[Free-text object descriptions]
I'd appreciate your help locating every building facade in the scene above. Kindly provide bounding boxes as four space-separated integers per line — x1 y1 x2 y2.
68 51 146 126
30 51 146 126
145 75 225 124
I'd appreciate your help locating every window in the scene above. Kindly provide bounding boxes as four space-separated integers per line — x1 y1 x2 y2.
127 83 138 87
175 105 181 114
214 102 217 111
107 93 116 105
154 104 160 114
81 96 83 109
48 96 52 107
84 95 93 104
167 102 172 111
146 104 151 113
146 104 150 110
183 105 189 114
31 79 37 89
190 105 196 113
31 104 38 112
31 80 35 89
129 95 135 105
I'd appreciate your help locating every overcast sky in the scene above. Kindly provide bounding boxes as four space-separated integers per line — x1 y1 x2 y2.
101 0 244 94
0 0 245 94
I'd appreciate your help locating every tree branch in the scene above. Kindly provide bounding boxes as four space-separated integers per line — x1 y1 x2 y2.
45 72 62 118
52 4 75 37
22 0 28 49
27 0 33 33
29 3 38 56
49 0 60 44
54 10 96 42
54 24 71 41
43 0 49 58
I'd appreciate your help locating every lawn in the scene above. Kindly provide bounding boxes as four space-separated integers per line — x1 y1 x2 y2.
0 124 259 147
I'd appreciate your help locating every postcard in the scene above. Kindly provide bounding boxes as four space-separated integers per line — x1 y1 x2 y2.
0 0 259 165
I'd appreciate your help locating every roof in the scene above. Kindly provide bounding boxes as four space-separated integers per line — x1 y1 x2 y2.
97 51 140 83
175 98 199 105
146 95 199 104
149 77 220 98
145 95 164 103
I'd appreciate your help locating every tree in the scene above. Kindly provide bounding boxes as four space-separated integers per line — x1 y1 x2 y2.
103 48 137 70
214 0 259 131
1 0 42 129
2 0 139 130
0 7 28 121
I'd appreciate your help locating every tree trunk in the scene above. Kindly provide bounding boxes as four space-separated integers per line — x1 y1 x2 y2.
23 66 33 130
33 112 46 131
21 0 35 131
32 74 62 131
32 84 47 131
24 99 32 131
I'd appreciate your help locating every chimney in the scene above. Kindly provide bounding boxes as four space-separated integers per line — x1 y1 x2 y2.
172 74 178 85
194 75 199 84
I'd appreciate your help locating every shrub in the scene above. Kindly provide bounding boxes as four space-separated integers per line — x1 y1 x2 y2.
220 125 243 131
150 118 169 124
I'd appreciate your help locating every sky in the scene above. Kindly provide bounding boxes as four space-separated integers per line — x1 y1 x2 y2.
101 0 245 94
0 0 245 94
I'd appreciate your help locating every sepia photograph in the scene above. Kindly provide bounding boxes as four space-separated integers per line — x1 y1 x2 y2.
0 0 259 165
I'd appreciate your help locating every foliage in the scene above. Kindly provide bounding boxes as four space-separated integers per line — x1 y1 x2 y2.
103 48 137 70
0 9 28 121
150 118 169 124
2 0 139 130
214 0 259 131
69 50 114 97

**Task description**
Output exactly the lines from the one containing "I'd appreciate your help locating every foliage" through the last line of the entries, both ends included.

**Answer to the problem**
I'd appreciate your help locating every foliage in the scene above. Kindly provide bounding boxes as four space-separated integers per line — x1 y1 x2 y2.
103 48 137 70
0 9 28 121
150 118 169 124
2 0 139 130
214 0 259 131
69 50 114 97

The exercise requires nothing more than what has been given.